[Location identification items]
○ ○ ○ ○
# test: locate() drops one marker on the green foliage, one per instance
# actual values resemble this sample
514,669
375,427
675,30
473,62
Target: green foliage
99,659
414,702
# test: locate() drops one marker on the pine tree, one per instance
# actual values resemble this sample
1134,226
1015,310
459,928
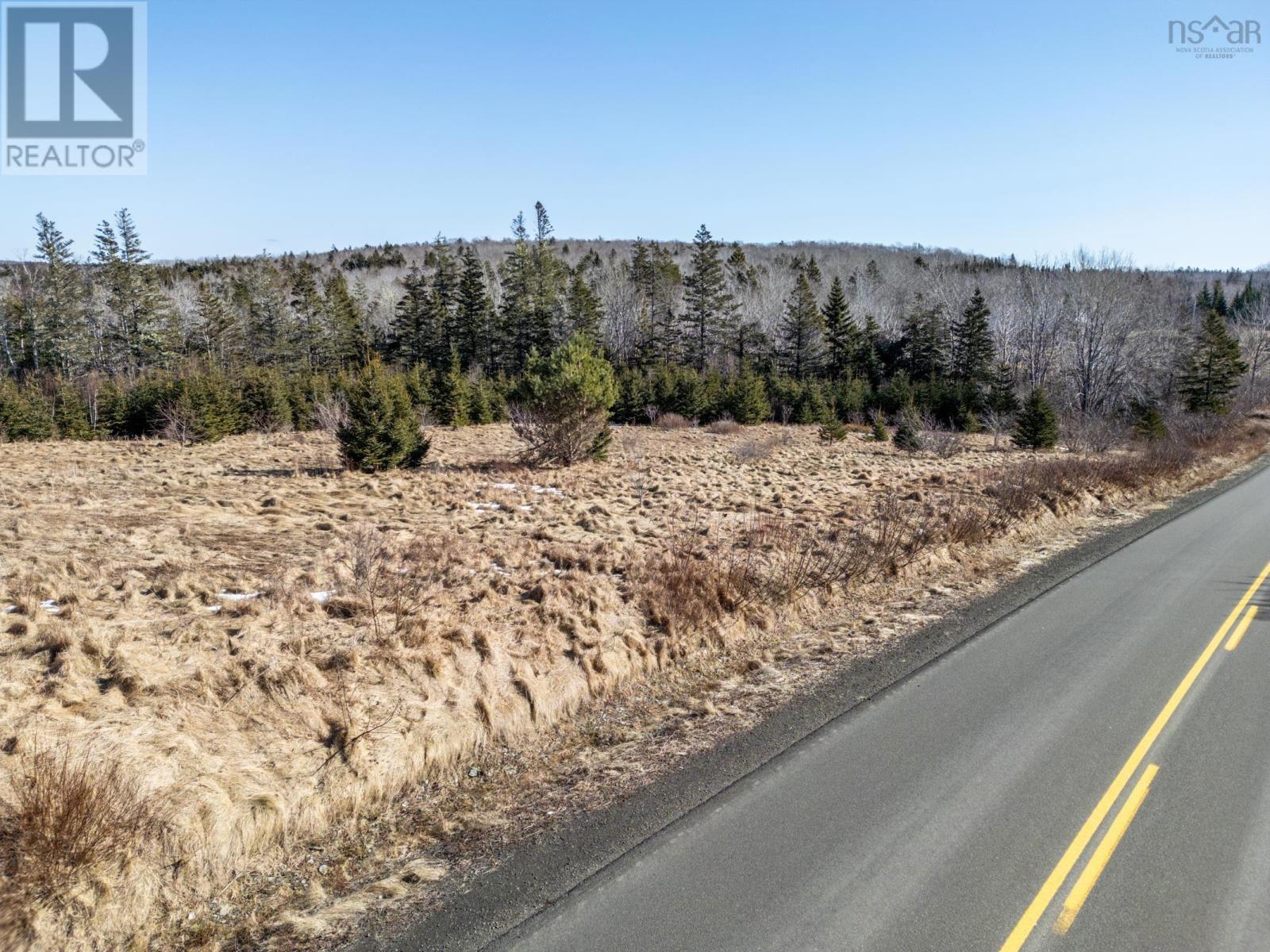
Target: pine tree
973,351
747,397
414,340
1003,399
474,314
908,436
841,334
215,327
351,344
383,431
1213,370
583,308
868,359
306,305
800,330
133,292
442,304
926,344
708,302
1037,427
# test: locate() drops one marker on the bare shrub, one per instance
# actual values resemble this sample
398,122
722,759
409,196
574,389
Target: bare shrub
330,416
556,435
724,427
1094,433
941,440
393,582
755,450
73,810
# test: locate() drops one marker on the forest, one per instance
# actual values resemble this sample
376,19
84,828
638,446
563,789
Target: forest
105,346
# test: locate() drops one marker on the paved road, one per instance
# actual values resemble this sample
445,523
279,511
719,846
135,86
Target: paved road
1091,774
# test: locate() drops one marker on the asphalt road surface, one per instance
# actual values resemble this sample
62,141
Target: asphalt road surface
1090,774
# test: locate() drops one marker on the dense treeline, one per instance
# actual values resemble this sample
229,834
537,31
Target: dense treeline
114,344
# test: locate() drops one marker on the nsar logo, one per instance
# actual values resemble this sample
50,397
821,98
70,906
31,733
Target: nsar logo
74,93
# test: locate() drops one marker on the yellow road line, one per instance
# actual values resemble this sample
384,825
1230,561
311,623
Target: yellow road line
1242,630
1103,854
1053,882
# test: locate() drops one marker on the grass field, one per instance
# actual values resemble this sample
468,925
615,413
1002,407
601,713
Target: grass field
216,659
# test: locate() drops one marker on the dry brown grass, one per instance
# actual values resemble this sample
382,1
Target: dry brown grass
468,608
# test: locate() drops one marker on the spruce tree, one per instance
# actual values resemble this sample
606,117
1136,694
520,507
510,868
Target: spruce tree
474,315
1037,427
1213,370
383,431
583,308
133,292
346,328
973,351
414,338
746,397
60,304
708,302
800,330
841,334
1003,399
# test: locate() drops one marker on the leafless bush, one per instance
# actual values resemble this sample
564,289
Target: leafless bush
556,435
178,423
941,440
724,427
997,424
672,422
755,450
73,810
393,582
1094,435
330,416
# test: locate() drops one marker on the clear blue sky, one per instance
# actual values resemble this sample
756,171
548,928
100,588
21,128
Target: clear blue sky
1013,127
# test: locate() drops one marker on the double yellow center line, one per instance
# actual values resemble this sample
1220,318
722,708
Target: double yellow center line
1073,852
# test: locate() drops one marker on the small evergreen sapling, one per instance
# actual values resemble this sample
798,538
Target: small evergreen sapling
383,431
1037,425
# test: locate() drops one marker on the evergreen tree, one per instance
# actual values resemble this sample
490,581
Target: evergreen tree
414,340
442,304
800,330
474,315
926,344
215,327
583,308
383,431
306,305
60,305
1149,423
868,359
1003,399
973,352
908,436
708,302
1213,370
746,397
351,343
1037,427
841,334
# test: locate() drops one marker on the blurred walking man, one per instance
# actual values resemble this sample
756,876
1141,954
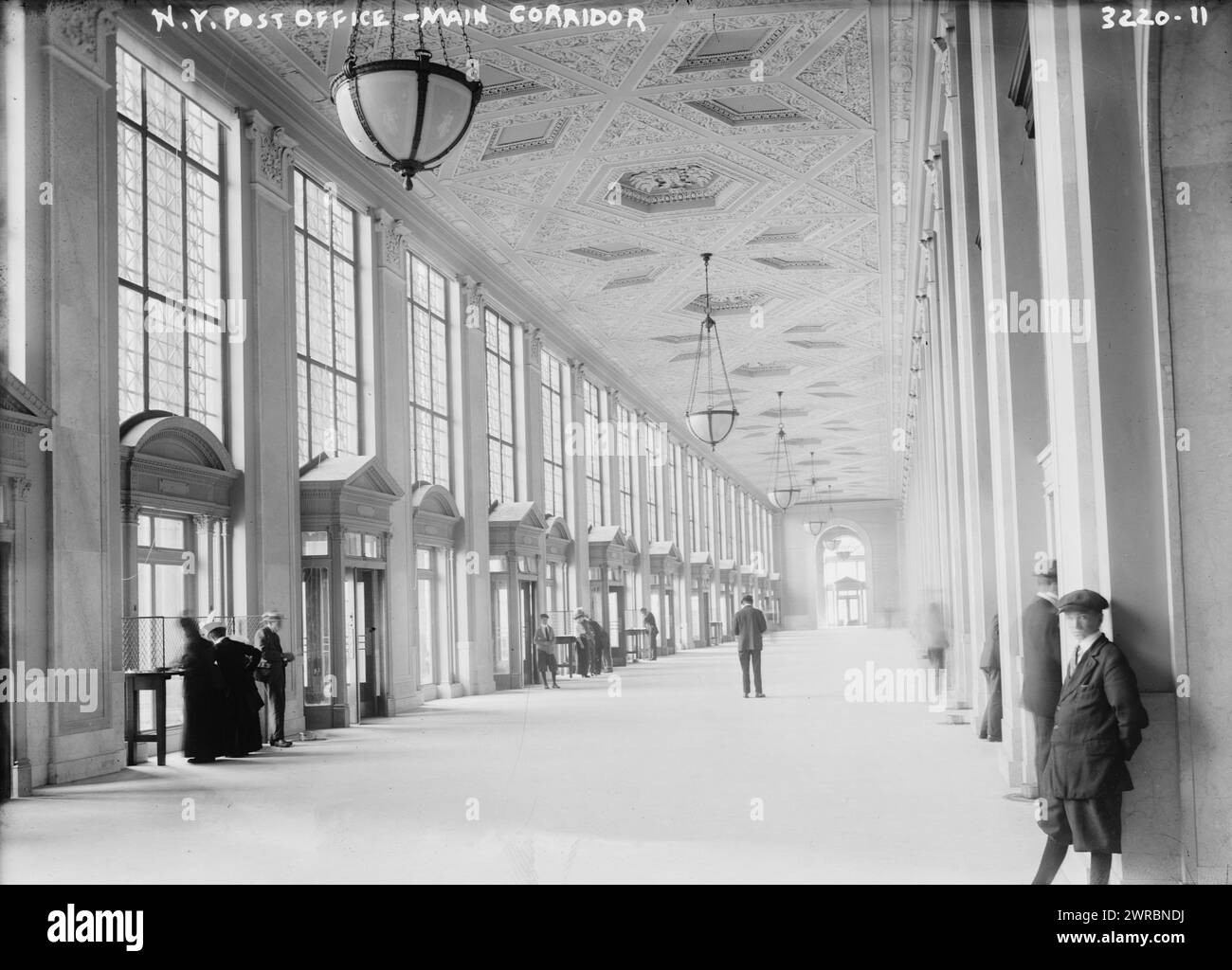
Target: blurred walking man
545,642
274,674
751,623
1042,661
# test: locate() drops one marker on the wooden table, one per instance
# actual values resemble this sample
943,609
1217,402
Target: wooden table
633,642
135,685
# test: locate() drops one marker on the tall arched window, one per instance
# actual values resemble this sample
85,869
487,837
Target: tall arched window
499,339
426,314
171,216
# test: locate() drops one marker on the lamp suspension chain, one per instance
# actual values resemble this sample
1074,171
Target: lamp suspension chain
○ ○ ○ ○
WHAT IS REQUIRED: Pictures are not part of the copy; reproduce everything else in the records exactly.

COMPLETE ANSWER:
# test: locate() drops one marker on the green foliage, one per instance
# actual values resemble this sample
514,669
375,427
675,30
473,62
Target: green foliage
99,659
414,702
# test: locate() drops one marker on the pine tree, one per instance
# actual values resemble this sample
1134,226
1015,310
459,928
Target: pine tree
973,351
747,397
414,340
1003,399
474,314
908,436
841,334
215,327
351,344
383,431
1213,370
583,308
868,359
306,305
800,330
133,292
442,304
926,344
708,302
1037,427
# test: locate() drops one marker on the bare shrub, one per instance
# actual values resemble this sample
398,122
722,759
409,196
574,389
Target: bare shrub
330,416
556,435
724,427
1094,433
941,440
393,582
755,450
73,810
# test: locate() drops one marker on the forest, one per instance
# actual values resemble this sample
376,19
84,828
638,446
563,789
Target: forest
105,346
# test: locate() drops one marker on the paved road, one per instance
# actual values resemble this sample
445,523
279,511
719,846
135,86
Target: paved road
1091,774
# test: locate() drops one marker on the asphalt road surface, one per instance
# actual values resemble this sample
62,141
Target: asphalt road surface
1090,774
# test: locate() drops one marker on the dense treeline, one per instance
# actual values resemble this sample
229,834
537,31
Target: dense treeline
114,344
# test: locate() drops one marker on the nsar logo, one per instance
# actual values resemble this sample
50,397
821,98
70,906
31,733
Target: nsar logo
74,93
# test: locate() drops one marker on the yellow road line, one per instance
# actual values resemble this sample
384,825
1230,561
311,623
Target: yellow road line
1242,630
1103,854
1053,882
# test: locate() drops one marker on the grass field, one per instance
# actual values resemble this sample
468,925
615,413
1002,407
601,713
Target: grass field
216,659
# test: locate() drops one marker on the dry brown grass, one per instance
# actual values resemble this sample
382,1
Target: dry brown grass
468,608
# test: locate() drops one marker on the spruce tree, one per instance
# actual values resemble this sample
606,117
1136,694
520,507
510,868
Target: spruce tree
474,315
1037,427
1213,370
383,431
583,308
133,292
346,328
973,351
414,338
746,397
60,304
708,302
800,330
841,334
1003,399
# test: locate() drops one marker on the leafless bush, one per instance
# actual values resemble this sample
564,289
Target: leafless bush
556,435
178,423
941,440
724,427
997,424
672,422
755,450
73,810
393,582
1094,435
330,416
# test: locate() drops one marker on the clear blue sky, one per instance
# actual values resemble this sample
756,171
548,928
100,588
21,128
Target: clear blue sky
1013,127
# test: locate() drops one marker on the double yellow center line, one per instance
# actual values resemble this sample
1220,318
722,708
Target: double yellow center line
1073,852
# test: locate() drops one marker on the small evergreen sapling, one per instance
# actual values resemble this sample
798,538
Target: small evergreen sapling
383,431
1037,425
# test: locate() drops one marker on the evergreen tree, one per instance
# actual values resemble this sample
490,581
Target: evergreen tree
414,340
442,304
800,330
474,315
926,344
215,327
583,308
383,431
306,305
60,305
1149,423
868,359
1003,399
973,352
908,436
708,302
1213,370
746,397
351,343
1037,427
841,334
# test: locate() drops one marker on the blurred walking man, one per instance
# actual values resemble this sample
756,876
1141,954
Target: blurred walking man
545,642
274,674
751,623
1042,661
# test: locate() drops one marker on the wooden table, one per instance
# actual values resemble this sample
943,609
1217,402
Target: wooden table
633,642
135,685
# test: locate() drops one marker on the tall arched window, one per instance
# actual values resemble this sample
85,869
487,837
Target: tall arched window
499,339
426,314
171,216
# test: locate() drops one marker on the lamp suspension chain, one per instance
# actual values resemble this sample
1074,171
Target: lamp suspension chain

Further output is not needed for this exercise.